Convert the records below into a JSON list of strings with one string per line, omitting blank lines and any line that stands for a picture.

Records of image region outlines
---

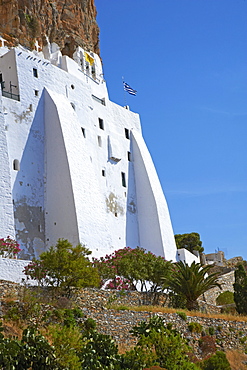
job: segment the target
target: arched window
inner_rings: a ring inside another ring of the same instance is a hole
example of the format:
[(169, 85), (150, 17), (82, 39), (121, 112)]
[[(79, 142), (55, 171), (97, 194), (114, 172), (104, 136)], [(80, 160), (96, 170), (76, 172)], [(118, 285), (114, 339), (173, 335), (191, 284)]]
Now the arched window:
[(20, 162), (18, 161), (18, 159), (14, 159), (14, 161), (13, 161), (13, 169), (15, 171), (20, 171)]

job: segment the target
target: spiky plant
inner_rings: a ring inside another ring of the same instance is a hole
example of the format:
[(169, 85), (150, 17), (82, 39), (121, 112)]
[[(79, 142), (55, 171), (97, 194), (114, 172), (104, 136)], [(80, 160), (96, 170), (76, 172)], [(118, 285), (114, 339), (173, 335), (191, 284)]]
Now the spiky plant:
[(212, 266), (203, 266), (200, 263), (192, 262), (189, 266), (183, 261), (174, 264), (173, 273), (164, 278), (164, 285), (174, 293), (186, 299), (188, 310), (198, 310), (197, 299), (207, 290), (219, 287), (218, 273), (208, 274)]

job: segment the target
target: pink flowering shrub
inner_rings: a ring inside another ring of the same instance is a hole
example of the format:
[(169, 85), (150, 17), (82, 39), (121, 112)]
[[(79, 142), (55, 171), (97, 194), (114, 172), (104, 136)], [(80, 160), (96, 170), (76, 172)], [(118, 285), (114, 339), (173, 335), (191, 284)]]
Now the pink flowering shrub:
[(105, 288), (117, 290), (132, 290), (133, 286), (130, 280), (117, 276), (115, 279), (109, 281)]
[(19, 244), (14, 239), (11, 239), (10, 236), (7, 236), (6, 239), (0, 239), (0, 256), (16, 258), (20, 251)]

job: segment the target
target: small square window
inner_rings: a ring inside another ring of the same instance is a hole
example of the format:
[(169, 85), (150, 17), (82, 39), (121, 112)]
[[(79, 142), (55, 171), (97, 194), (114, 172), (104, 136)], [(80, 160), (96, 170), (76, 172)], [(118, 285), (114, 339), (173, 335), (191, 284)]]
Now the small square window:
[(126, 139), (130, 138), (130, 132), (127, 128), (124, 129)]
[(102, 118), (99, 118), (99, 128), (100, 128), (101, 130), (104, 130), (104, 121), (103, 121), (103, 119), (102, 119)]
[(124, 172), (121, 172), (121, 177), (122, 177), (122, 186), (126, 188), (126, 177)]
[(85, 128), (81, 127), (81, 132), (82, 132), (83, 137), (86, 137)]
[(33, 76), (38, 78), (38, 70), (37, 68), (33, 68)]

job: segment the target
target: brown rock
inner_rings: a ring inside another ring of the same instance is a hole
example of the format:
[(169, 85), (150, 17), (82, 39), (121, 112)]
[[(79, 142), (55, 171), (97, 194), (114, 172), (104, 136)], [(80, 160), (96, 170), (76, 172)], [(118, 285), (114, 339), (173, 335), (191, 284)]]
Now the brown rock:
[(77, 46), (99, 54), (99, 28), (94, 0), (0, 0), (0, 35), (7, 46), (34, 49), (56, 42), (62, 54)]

---

**Output for this exercise**
[
  "job: segment the target",
  "target: arched window",
  "inner_rings: a ring inside another ring of the same instance is a hole",
  "example of the format:",
  "[(169, 85), (150, 17), (82, 39), (121, 112)]",
  "[[(79, 142), (55, 171), (97, 194), (114, 172), (104, 136)], [(80, 160), (96, 170), (76, 172)], [(118, 285), (114, 339), (173, 335), (191, 284)]]",
  "Now the arched window:",
  "[(20, 162), (18, 161), (18, 159), (14, 159), (14, 161), (13, 161), (13, 169), (15, 171), (20, 171)]",
  "job: segment the target",
  "target: spiky plant",
  "inner_rings: a ring inside another ring of the same instance is a hole",
  "example of the format:",
  "[(169, 85), (150, 17), (82, 39), (121, 112)]",
  "[[(79, 142), (55, 171), (97, 194), (114, 172), (104, 136)], [(80, 160), (96, 170), (76, 172)], [(118, 285), (114, 339), (173, 335), (191, 284)]]",
  "Now the spiky plant:",
  "[(212, 266), (203, 266), (200, 263), (192, 262), (189, 266), (183, 261), (174, 264), (173, 273), (164, 278), (164, 285), (174, 293), (186, 299), (188, 310), (198, 310), (197, 299), (207, 290), (219, 287), (218, 273), (208, 274)]",
  "job: segment the target",
  "target: pink flowering shrub",
  "inner_rings: a ring inside another ring of the same instance is a hole",
  "example of the format:",
  "[(169, 85), (150, 17), (82, 39), (121, 112)]",
  "[[(79, 142), (55, 171), (97, 194), (114, 172), (104, 136)], [(80, 160), (96, 170), (76, 172)], [(118, 285), (114, 339), (173, 335), (191, 284)]]",
  "Now the pink flowering shrub:",
  "[(105, 288), (117, 290), (132, 290), (133, 286), (130, 280), (117, 276), (115, 279), (109, 281)]",
  "[(19, 244), (14, 239), (11, 239), (10, 236), (7, 236), (6, 239), (0, 239), (0, 256), (16, 258), (20, 251)]",
  "job: segment the target",
  "target: small square window",
  "inner_rings: a ring inside another ring of the same instance is a hole",
  "example of the format:",
  "[(169, 85), (150, 17), (82, 39), (121, 112)]",
  "[[(79, 142), (55, 171), (97, 194), (114, 172), (104, 136)], [(80, 160), (96, 170), (76, 172)], [(118, 285), (114, 339), (173, 335), (191, 284)]]",
  "Now the small square window:",
  "[(126, 139), (130, 138), (130, 132), (127, 128), (124, 129)]",
  "[(102, 118), (99, 118), (99, 128), (100, 128), (101, 130), (104, 130), (104, 121), (103, 121), (103, 119), (102, 119)]",
  "[(124, 172), (121, 172), (121, 177), (122, 177), (122, 186), (126, 188), (126, 177)]",
  "[(85, 128), (81, 127), (81, 132), (82, 132), (83, 137), (86, 137)]",
  "[(33, 76), (38, 78), (38, 70), (37, 68), (33, 68)]",
  "job: segment the target",
  "target: brown rock",
  "inner_rings: a ring inside another ring of the same instance is a hole",
  "example of the format:",
  "[(169, 85), (150, 17), (82, 39), (121, 112)]",
  "[[(79, 142), (55, 171), (97, 194), (114, 172), (104, 136)], [(80, 160), (96, 170), (76, 172)], [(118, 285), (114, 339), (173, 335), (191, 284)]]",
  "Now the brown rock:",
  "[(77, 46), (99, 54), (99, 28), (94, 0), (0, 0), (0, 35), (7, 46), (34, 49), (56, 42), (62, 54)]"
]